Document extract:
╔══
The securities are school facilities construction refunding bonds and notes.

The Series I notes will bear interest at a floating rate based on a fixed spread over the SIFMA index of tax-exempt variable-rate issues. Interest on the notes will be payable on the first business day of the month commencing March 1, 2013.

Along with advance refunding previous bonds and notes, the money from the sale will be used to terminate the earlier bonds’ and notes’ swap agreements. Among the bonds being refunded are Series 2004J and Series 2007T bonds.

“Since we knew we had to issue bonds or notes in advance of the maturing of $750 million in floating-rate notes in June 2013, we began considering refunding options last year,” Quinn said. “Through discussions with our underwriter, we developed the current financing plan and we decided to move ahead with it at this time to take advantage of favorable interest rates and strong investor demand.”
╚══
What to produce:
Answer these questions from the text on the school facilities bonds:
1. What index is the floating rate on the Series I notes based on?
2. Which two bond series are named among those being refunded?
3. According to Quinn, what amount of floating-rate notes matures in June 2013?

Data provided:
╔══
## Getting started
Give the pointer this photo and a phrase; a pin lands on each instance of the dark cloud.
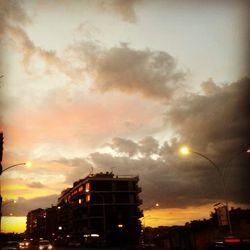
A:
(77, 168)
(209, 87)
(216, 125)
(151, 74)
(149, 146)
(124, 146)
(216, 122)
(35, 185)
(23, 206)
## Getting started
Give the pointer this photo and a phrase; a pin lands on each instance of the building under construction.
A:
(101, 208)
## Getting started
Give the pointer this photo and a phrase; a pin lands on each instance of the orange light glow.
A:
(13, 224)
(184, 150)
(87, 187)
(88, 198)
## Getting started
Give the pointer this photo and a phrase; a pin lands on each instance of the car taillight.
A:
(232, 241)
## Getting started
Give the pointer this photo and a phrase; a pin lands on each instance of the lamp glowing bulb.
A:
(28, 164)
(184, 150)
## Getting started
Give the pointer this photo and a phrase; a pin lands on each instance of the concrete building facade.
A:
(101, 208)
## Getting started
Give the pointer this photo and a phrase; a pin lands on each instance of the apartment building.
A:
(101, 207)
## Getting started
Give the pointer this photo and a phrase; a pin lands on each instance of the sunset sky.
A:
(120, 85)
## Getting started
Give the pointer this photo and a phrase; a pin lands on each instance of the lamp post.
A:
(221, 173)
(2, 171)
(149, 208)
(8, 202)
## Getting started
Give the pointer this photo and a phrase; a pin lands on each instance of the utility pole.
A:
(1, 169)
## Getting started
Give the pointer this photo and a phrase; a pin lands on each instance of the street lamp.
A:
(28, 164)
(8, 202)
(185, 151)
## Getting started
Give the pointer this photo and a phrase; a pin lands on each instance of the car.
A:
(10, 245)
(44, 244)
(24, 244)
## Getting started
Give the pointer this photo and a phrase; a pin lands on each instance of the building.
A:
(42, 223)
(101, 208)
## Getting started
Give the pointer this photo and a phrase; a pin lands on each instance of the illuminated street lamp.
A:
(28, 164)
(185, 151)
(8, 202)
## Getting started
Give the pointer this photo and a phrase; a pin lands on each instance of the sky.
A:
(115, 85)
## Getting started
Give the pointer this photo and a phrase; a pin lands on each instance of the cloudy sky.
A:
╚══
Answer box:
1. The SIFMA index of tax-exempt variable-rate issues.
2. Series 2004J and Series 2007T.
3. $750 million.